*GIVEN REQUEST*. Please retype the records below exactly, leaving out any pictures.
#### SUPPLIED DATA
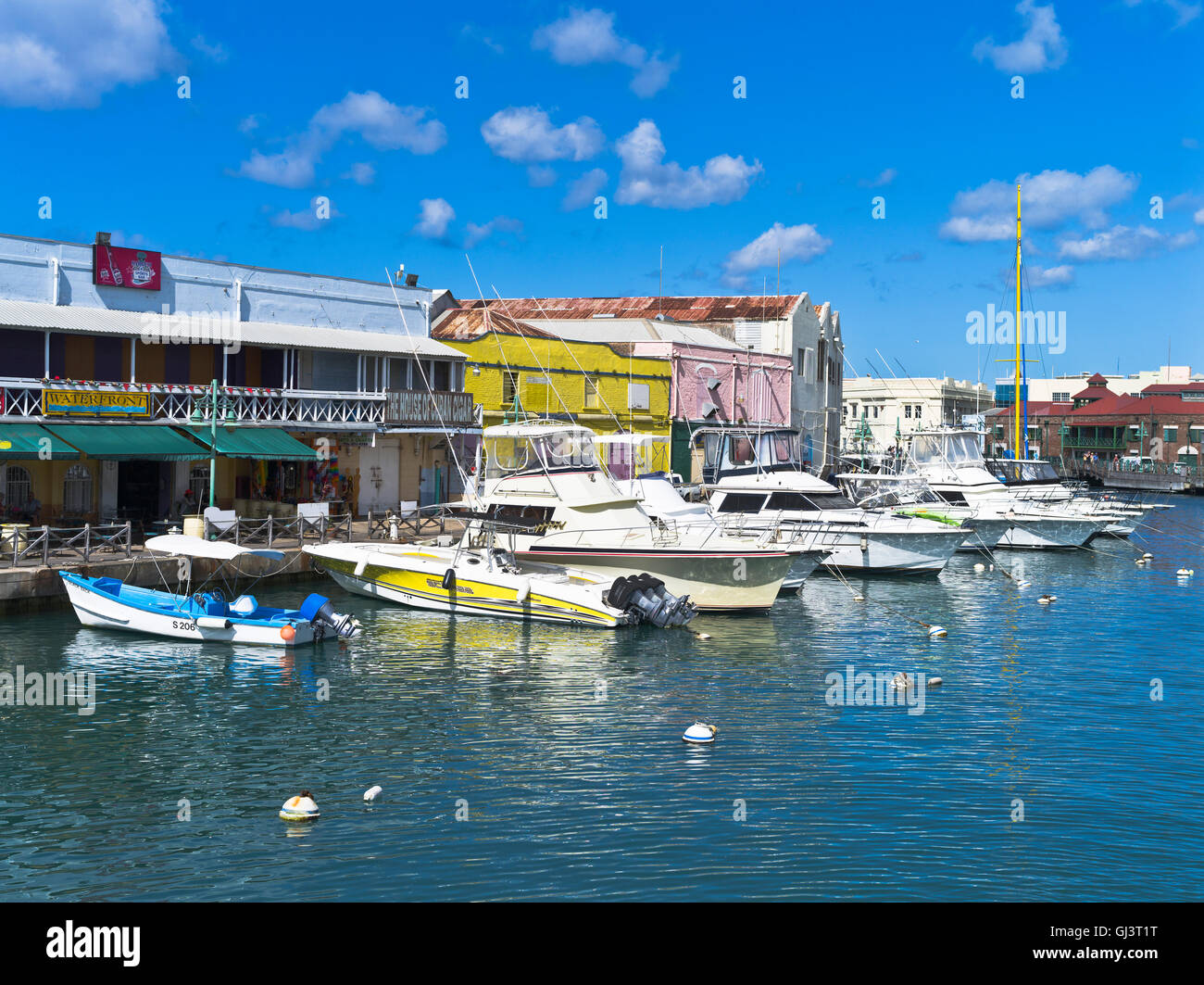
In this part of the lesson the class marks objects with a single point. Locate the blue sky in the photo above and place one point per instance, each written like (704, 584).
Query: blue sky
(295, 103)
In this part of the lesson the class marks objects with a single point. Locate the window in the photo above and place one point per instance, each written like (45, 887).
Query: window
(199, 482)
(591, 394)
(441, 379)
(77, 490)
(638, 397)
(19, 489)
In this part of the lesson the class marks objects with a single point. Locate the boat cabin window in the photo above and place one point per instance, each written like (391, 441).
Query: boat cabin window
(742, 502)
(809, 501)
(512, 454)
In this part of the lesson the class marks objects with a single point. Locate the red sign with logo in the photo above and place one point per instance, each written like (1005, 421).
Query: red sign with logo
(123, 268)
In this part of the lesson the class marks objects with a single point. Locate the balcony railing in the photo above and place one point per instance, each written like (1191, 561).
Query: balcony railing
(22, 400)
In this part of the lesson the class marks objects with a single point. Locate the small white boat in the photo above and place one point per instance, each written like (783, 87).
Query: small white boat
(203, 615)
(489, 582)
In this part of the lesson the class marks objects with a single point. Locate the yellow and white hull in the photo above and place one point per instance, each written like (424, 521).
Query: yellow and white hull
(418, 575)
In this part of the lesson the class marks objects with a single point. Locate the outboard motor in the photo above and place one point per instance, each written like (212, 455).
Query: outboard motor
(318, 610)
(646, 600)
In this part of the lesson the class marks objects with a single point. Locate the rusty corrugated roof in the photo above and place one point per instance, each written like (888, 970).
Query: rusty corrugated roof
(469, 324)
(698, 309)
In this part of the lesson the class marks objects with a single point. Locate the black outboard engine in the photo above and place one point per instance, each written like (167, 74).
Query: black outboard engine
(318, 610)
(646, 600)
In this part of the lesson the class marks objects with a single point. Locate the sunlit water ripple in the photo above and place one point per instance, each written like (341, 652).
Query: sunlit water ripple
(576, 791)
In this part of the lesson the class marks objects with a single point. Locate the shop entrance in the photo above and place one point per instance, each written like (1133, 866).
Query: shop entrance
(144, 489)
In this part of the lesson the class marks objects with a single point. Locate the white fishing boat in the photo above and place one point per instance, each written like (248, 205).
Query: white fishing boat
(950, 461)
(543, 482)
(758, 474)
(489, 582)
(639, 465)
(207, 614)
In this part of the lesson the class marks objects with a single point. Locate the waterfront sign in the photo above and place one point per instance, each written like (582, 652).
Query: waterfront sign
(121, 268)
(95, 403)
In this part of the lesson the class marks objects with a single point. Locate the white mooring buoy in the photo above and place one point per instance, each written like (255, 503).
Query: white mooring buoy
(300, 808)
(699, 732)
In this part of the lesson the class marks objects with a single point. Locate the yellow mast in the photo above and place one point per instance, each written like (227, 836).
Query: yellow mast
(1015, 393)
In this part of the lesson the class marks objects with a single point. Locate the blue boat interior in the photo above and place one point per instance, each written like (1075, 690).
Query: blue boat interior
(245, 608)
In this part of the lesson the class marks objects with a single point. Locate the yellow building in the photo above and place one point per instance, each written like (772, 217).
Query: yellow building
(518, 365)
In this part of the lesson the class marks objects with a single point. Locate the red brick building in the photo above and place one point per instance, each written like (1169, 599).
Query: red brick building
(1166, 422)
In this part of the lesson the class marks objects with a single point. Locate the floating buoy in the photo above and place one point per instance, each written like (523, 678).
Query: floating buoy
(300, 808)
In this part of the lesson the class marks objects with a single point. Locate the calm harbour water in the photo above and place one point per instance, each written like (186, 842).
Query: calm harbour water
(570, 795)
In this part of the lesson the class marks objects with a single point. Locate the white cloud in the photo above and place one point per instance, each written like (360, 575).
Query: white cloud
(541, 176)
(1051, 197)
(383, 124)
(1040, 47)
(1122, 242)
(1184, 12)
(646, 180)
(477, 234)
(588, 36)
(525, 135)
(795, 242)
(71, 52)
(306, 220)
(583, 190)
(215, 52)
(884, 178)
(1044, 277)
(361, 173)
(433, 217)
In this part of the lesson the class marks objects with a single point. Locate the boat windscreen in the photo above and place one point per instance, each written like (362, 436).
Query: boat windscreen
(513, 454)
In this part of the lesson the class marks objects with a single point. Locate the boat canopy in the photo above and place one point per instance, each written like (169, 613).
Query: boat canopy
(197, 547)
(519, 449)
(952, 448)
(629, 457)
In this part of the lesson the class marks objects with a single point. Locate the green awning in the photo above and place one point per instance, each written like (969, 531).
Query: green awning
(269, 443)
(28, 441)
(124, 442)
########
*THE OUTPUT*.
In this part of the lesson the class marks objects with a single point. Locate the blue sky in the photo above and place one point per instance, each written like (704, 584).
Query: blue sky
(295, 103)
In this part of the lesson the class marks objects with a single point. Locate the window in the photo above and place one point per instance, each written like (45, 887).
Query: window
(199, 482)
(591, 394)
(441, 379)
(77, 490)
(638, 397)
(19, 489)
In this part of the lesson the class marks objects with a single point. Locate the boat cabin window in the photo above and place one point per instance, each written like (391, 441).
Query: boat cabin window
(742, 502)
(809, 501)
(512, 454)
In this part of the lesson the class marks objects with a single point. Locate the red sign with logo in the photo above and place one point per instance, each written like (1005, 421).
Query: red sign with logo
(123, 268)
In this part of the lesson the class marks objects with a single point. Locate the balcony railing in the photo above and place one point per instance, each written like (1191, 561).
Query: balcony railing
(22, 400)
In this part of the lesson the class marks objects with a single point. Locate the small white boat in the photo above and place one point per instance, each written like (783, 87).
Query: small white boat
(203, 615)
(489, 582)
In this part of the lesson the class marks objects with a single point. Locate the yellow and white hull in the photo above and place one point per instance, each written like (424, 521).
Query: yellow and white hull
(418, 575)
In this part of the lesson the class marks objects with a single point. Locate the outboard motor in the photo above and place one point per instance, each written like (212, 455).
Query: outboard motor
(318, 610)
(646, 600)
In this part of the lesson the class marks objects with a single point. Locate the rusty corrugated roof in the photo above and place one point per instance, each written like (888, 970).
Query: rusty corrugated roof
(469, 324)
(698, 309)
In this part of the lesson the class marks objects with a single point. Locate the black outboard engine in the photo above and place one point per instance, each written like (167, 74).
Query: black outboard engine
(318, 610)
(646, 600)
In this part of the lesson the class marks objects with a single point. Locate the sunlit water ripple in the photo above and place one point per instance, each written like (341, 652).
Query: sunlit water ripple
(576, 791)
In this part of the lesson the class marks objects with a single point. Locate the shop entrance in the photo above and place one point per instance, each written like (1133, 866).
Query: shop entrance
(144, 489)
In this part of the lesson the class marks objects with a single point. Locate the white fishing boat in the photo above and place one point per instance, each written like (248, 205).
Query: white fishing boat
(950, 461)
(543, 482)
(758, 474)
(489, 582)
(639, 465)
(207, 614)
In this part of the lesson the class marks objects with a single point. Locate the waterfront sign in the photo above and place one point per instance, each written like (582, 652).
Query: waterfront sign
(121, 268)
(95, 403)
In this part of the lesson the class marks objects with a single point. Locate the white mooring buoy in the photo above and place one point per instance, each written like (255, 503).
Query: white mooring buoy
(300, 808)
(699, 732)
In this part of the lesson the class marks objects with a single point. Locate the yellow mast in the photo above and place one point per instance, each written like (227, 836).
Query: yellow mast
(1015, 393)
In this part of the lesson the class marks objects with a single point. Locate the blue boat interior in the photo above and place one point per instance, each written like (1075, 690).
Query: blue boat interior
(245, 608)
In this part of the lesson the class marks objects with a single point. Locate the yellow building in the photo above and place one point per instance, each written like (772, 217).
Query: yellow building
(518, 365)
In this part of the lesson the class marks objects with a single point. Locate the red brick building in the photo above and place one point per instance, each written like (1169, 599).
Query: red brick building
(1166, 422)
In this part of the lesson the class marks objects with a single point. Locate the floating buoy in the photo above and place one point per instance, each written like (523, 678).
Query: floating buoy
(300, 808)
In this part of the lesson the class marks objects with a single point. Locate the calm harbour water in the photo above and place one point per instance, each written like (186, 842).
Query: calm harbour water
(570, 795)
In this part of the lesson the class marks objects with a single point. Locate the white cloud in the photo above and place one point per instance, each written like (360, 575).
Query: white cloud
(541, 176)
(1051, 197)
(383, 124)
(1040, 47)
(1122, 242)
(1184, 12)
(646, 180)
(477, 234)
(588, 36)
(525, 135)
(795, 242)
(71, 52)
(306, 220)
(583, 190)
(215, 52)
(884, 178)
(1044, 277)
(361, 173)
(433, 217)
In this part of the lesson the class marks objects with a single point. Locate the boat windscreen in the photo above and place one point per instance, each written like (362, 436).
Query: boat windscreen
(513, 454)
In this part of the lesson the class marks objects with a single point. Locate the boat canopy in the photo above and place one point per instance, each written like (169, 613).
Query: boat canopy
(197, 547)
(519, 449)
(952, 448)
(629, 457)
In this part of the lesson the class marks objects with a single point. Locate the green awning in the photo above and place one point per instance, each written like (969, 531).
Query: green awning
(269, 443)
(28, 441)
(124, 442)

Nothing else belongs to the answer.